PROMPT: Across the listing, the lines that include "pedestrian" must be tallied and reported as a bare number.

(Beginning of PROVIDED RECORDS)

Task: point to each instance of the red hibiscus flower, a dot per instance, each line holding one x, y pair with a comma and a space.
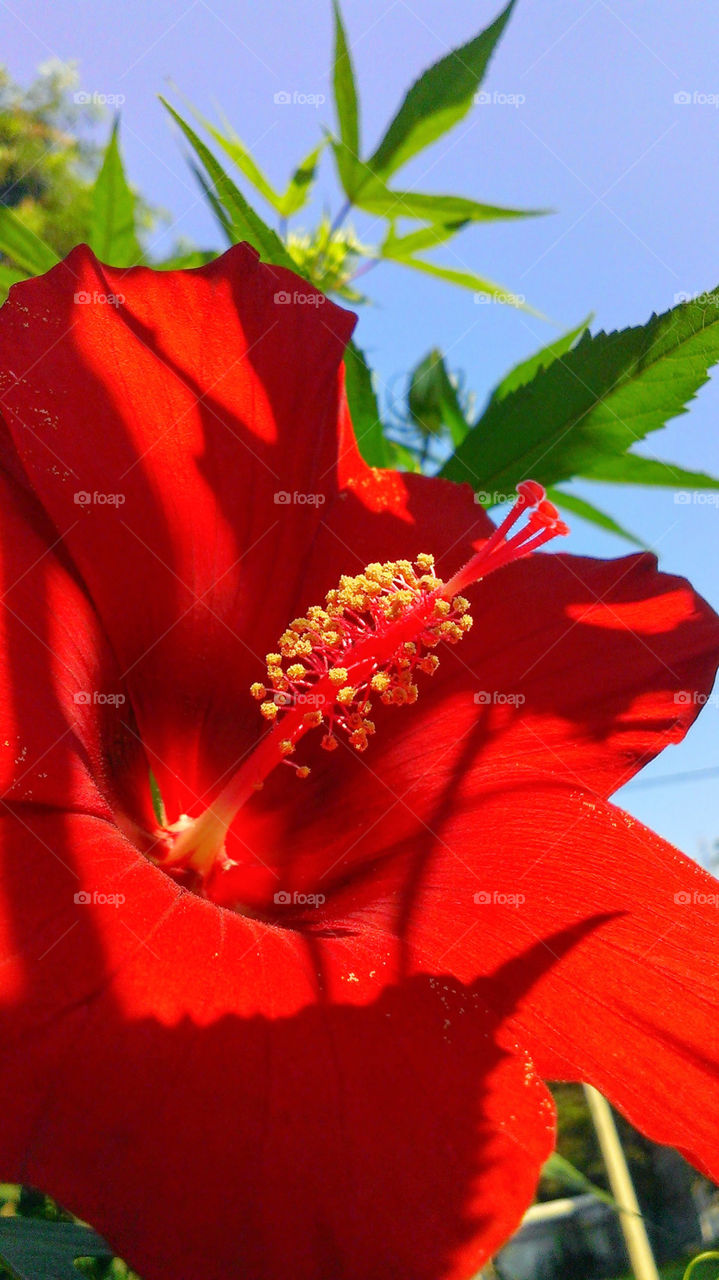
300, 1025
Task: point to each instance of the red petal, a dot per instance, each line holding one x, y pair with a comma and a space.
261, 1104
632, 1008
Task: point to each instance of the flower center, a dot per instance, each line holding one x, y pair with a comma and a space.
374, 638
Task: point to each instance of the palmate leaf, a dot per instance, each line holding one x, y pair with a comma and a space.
433, 400
468, 280
297, 191
587, 511
22, 246
592, 402
635, 469
346, 101
438, 100
113, 234
244, 223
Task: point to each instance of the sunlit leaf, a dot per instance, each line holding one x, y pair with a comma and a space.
363, 410
246, 224
22, 246
633, 469
587, 511
438, 100
113, 234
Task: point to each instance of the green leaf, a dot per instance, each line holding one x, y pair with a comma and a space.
36, 1249
564, 1171
378, 199
485, 288
586, 511
433, 400
526, 370
363, 408
595, 401
346, 91
111, 223
438, 100
23, 246
300, 186
403, 246
242, 158
244, 223
187, 261
635, 469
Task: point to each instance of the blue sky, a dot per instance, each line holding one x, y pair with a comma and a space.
598, 137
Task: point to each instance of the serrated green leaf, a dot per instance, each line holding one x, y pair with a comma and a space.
22, 246
526, 370
243, 159
438, 100
9, 275
433, 400
246, 224
36, 1249
591, 513
635, 469
598, 400
485, 288
376, 199
187, 261
566, 1173
113, 237
300, 186
219, 211
363, 408
346, 92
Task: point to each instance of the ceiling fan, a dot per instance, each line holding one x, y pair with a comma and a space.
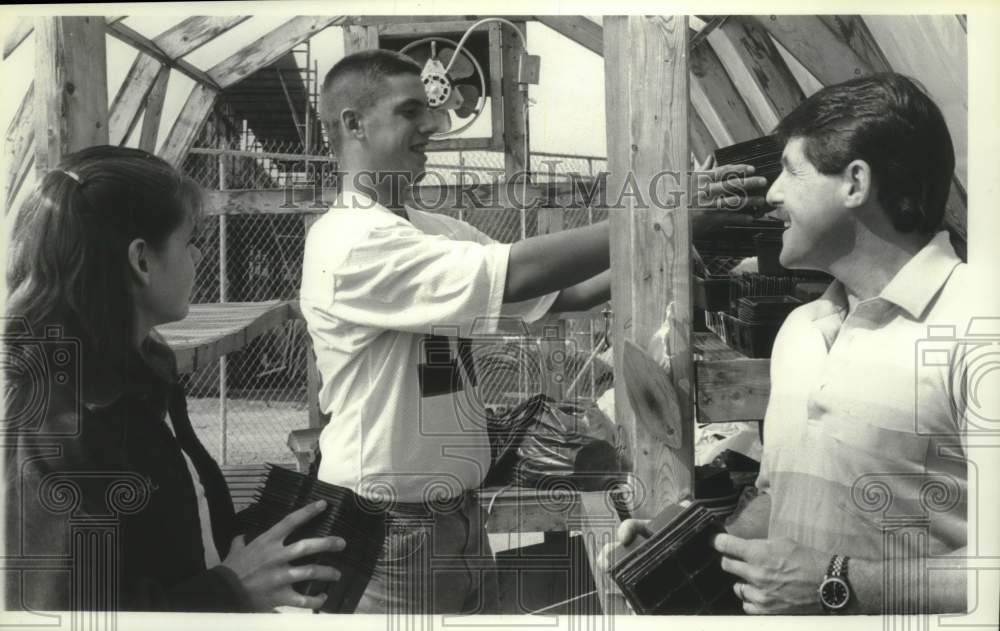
455, 84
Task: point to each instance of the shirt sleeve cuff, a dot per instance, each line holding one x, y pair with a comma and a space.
500, 253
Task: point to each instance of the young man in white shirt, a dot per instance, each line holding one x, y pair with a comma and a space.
389, 292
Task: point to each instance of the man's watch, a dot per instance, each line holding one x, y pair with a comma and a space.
835, 591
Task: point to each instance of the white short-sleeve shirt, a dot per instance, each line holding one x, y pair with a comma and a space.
386, 301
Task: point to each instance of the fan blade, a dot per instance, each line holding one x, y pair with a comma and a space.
443, 120
463, 67
455, 101
419, 54
470, 100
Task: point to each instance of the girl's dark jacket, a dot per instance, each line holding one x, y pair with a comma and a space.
100, 507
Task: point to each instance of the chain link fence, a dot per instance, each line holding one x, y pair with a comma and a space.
246, 417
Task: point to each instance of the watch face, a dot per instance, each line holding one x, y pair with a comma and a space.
834, 593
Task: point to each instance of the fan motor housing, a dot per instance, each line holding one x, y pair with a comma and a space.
437, 87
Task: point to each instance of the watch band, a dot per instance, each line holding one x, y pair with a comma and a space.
838, 566
836, 572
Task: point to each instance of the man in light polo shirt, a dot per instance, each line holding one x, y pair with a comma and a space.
864, 470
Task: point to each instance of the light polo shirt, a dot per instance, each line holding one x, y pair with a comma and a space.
863, 431
386, 302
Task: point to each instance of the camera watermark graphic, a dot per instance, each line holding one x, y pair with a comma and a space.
34, 366
970, 361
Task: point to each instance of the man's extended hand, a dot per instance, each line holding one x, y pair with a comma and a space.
775, 575
716, 190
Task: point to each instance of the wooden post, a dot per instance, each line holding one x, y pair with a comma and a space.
646, 78
71, 93
515, 120
223, 297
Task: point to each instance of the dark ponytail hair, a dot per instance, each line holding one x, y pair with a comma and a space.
68, 261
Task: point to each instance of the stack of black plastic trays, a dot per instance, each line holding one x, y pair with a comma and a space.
676, 570
359, 522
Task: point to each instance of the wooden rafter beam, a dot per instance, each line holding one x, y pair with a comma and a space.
577, 28
145, 45
131, 96
154, 111
18, 149
757, 70
194, 32
269, 48
702, 35
717, 100
821, 50
189, 122
71, 100
25, 26
177, 41
22, 29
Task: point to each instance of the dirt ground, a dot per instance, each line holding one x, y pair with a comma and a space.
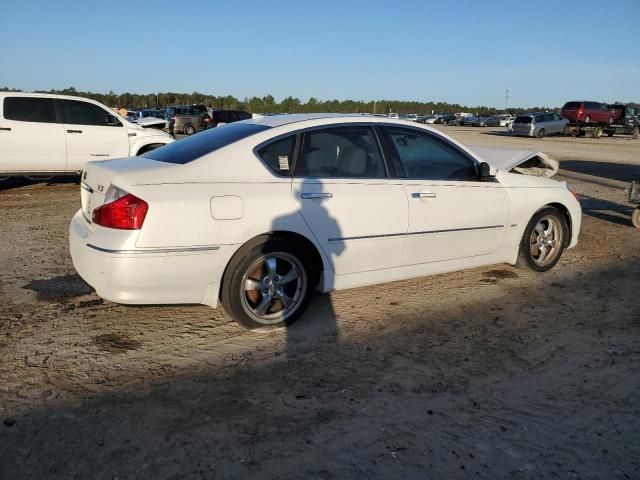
490, 373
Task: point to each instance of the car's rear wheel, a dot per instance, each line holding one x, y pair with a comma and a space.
148, 148
597, 132
635, 217
268, 284
543, 241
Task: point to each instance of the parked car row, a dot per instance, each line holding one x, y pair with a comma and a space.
46, 134
189, 119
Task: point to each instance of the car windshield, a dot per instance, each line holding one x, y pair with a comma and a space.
190, 148
523, 120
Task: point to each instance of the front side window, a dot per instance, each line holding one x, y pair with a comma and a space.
340, 152
77, 112
279, 155
29, 109
423, 156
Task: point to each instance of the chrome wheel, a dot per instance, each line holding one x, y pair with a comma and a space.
273, 288
546, 240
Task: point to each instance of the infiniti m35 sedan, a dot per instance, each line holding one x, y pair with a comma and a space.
258, 214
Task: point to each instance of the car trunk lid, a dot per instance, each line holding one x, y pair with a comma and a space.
526, 162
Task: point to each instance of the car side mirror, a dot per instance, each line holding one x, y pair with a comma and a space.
485, 171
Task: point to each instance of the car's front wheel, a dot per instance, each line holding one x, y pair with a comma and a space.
268, 284
543, 241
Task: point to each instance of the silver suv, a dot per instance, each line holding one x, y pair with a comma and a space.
538, 124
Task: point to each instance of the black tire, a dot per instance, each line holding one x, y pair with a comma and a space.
237, 301
597, 132
526, 255
635, 217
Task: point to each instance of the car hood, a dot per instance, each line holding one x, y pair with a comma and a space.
526, 162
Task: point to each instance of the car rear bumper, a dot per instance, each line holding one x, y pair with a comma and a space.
148, 276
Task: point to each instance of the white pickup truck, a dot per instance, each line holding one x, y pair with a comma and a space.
44, 134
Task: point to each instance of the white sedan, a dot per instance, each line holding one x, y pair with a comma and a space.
259, 213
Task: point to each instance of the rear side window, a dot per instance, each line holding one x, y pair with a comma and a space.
83, 113
29, 109
426, 157
191, 148
340, 152
279, 155
523, 120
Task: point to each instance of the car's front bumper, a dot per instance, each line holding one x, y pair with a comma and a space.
148, 276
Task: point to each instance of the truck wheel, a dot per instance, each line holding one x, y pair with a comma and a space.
635, 217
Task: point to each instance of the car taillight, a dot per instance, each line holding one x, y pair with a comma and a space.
123, 211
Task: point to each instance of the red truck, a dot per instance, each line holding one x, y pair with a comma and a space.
589, 112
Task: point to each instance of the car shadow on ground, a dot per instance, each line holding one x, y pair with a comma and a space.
615, 171
59, 288
18, 182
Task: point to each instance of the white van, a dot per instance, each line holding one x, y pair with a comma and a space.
58, 134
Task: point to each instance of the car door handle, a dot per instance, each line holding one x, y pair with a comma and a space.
423, 195
312, 195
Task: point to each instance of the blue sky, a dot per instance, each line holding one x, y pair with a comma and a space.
544, 52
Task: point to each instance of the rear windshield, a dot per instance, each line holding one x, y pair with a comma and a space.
523, 120
190, 148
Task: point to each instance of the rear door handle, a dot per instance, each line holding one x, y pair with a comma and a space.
423, 195
312, 195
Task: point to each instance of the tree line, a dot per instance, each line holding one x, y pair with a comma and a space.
268, 104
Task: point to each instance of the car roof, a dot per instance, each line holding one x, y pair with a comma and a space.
288, 118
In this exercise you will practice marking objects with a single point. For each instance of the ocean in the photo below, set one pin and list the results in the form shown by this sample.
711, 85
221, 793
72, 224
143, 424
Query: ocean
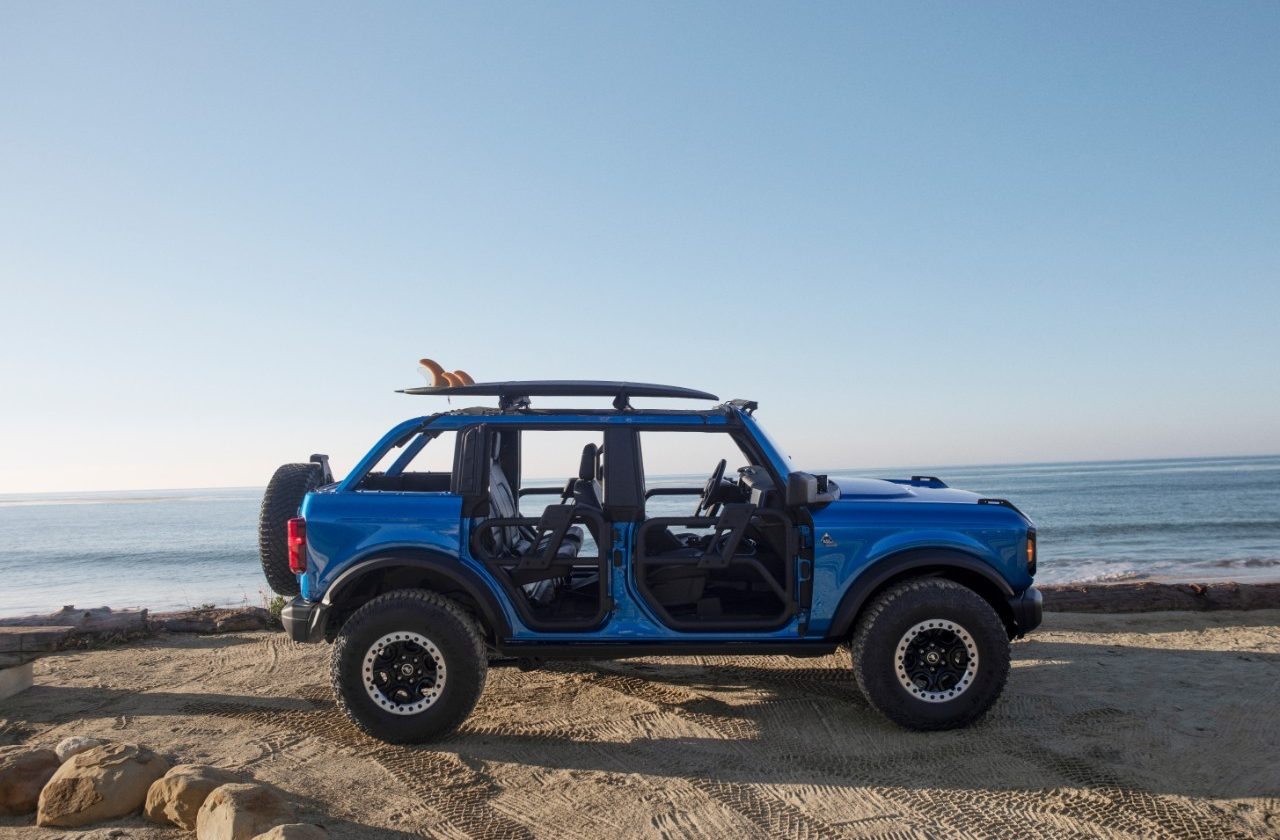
1187, 519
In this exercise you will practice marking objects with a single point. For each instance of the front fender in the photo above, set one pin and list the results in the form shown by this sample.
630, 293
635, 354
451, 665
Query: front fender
922, 560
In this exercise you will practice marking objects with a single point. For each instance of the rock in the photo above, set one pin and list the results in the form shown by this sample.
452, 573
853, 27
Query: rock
295, 831
103, 783
241, 812
23, 771
76, 745
178, 795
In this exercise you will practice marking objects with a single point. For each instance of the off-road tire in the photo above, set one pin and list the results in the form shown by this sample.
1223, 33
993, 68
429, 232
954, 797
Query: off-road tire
453, 633
885, 624
280, 501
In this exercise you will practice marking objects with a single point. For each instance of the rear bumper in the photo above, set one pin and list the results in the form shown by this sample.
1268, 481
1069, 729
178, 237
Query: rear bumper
1028, 610
304, 620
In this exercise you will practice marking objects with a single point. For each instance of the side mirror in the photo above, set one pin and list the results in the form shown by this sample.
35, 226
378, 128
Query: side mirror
801, 489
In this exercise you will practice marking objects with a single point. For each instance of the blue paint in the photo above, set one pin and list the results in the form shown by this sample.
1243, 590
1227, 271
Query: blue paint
872, 521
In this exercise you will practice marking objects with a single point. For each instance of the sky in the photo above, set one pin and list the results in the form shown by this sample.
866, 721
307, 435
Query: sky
915, 233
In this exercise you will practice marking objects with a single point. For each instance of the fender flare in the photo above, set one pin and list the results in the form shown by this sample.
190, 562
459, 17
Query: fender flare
915, 558
434, 562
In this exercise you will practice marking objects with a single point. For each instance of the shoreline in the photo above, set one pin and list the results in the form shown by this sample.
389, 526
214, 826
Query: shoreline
1118, 597
1092, 734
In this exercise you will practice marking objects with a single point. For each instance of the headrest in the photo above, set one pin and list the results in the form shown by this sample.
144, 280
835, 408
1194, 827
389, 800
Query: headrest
586, 466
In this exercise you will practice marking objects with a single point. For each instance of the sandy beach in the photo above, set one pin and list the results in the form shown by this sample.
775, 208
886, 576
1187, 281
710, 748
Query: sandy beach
1157, 725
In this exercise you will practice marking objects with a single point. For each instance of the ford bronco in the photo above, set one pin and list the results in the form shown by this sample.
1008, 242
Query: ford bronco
420, 576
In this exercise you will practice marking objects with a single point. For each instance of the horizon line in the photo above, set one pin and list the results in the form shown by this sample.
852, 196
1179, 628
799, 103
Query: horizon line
830, 470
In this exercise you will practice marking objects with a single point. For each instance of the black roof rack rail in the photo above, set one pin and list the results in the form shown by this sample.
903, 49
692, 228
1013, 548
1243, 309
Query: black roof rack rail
1002, 503
515, 395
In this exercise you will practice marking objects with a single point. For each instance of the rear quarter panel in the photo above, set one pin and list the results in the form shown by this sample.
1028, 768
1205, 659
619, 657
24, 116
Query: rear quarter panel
344, 528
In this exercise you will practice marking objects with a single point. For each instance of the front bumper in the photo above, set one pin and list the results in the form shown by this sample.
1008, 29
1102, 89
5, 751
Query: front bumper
1028, 610
304, 620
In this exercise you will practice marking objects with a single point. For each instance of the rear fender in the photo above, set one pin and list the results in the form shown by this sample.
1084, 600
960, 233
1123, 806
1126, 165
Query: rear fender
412, 569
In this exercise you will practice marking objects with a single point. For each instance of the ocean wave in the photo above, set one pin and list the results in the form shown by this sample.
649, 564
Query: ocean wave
1237, 528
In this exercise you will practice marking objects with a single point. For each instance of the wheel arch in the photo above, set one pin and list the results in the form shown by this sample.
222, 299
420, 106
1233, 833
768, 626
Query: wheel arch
412, 569
951, 564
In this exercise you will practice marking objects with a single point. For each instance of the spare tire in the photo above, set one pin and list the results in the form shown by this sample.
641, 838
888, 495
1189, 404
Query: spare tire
280, 502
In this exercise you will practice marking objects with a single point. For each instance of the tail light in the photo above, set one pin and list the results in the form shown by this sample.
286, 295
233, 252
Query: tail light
297, 542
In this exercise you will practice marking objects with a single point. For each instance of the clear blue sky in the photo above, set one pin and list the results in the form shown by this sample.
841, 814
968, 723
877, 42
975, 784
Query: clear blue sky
918, 234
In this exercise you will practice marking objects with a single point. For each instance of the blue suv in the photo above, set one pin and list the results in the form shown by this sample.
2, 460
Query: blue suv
420, 576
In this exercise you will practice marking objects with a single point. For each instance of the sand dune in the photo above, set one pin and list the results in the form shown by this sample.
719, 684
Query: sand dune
1160, 725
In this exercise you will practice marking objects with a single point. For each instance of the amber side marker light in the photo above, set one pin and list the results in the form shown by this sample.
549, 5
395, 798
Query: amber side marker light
297, 542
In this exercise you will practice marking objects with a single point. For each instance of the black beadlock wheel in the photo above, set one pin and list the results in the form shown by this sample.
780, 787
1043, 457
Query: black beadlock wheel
280, 501
408, 666
931, 653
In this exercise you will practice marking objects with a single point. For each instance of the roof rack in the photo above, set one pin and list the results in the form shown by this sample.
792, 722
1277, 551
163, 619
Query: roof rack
515, 395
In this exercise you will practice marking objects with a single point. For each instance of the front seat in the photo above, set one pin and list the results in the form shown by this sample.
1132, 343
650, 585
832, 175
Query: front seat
586, 488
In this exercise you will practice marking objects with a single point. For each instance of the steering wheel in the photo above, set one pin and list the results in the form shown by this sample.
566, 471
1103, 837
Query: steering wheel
704, 503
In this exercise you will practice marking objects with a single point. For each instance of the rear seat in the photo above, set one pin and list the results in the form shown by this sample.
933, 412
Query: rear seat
521, 541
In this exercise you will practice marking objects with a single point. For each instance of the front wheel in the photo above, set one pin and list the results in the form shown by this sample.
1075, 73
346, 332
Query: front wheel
408, 666
929, 653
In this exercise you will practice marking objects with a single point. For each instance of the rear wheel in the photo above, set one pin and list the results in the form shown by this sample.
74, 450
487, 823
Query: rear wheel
408, 666
929, 653
280, 502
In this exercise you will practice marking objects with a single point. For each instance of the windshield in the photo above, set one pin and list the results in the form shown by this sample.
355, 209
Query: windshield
773, 451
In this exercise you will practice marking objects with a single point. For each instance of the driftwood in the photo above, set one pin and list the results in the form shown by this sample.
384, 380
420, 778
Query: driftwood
1151, 597
237, 620
19, 646
68, 625
97, 620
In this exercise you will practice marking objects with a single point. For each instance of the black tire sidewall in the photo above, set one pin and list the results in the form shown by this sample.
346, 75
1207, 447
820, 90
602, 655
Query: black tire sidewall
451, 631
897, 611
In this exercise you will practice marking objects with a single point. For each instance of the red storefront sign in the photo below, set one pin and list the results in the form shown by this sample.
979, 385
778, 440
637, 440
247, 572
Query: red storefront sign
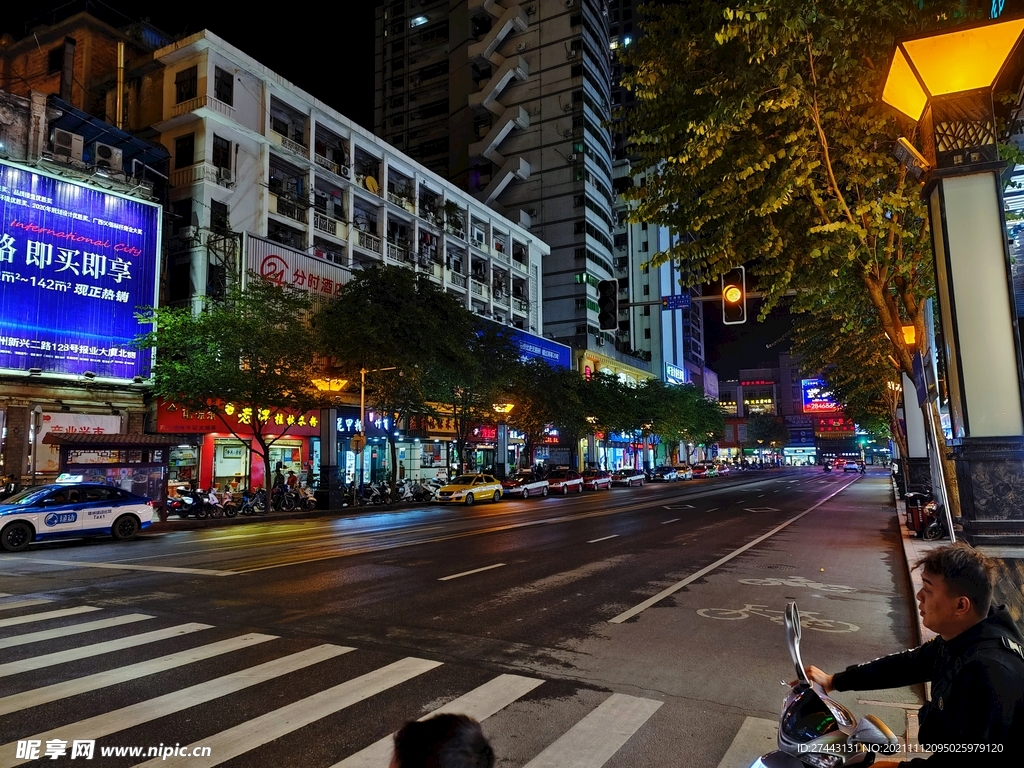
174, 419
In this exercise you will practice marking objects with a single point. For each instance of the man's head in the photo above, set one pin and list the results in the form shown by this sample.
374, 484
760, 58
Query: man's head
956, 589
442, 741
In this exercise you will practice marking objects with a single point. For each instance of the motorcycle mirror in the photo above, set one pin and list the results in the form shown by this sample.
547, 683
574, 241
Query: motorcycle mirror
793, 634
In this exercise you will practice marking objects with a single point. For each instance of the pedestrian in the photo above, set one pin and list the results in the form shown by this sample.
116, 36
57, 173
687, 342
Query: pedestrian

(End of PROVIDED RECORDS)

EXERCISE RESULT: 2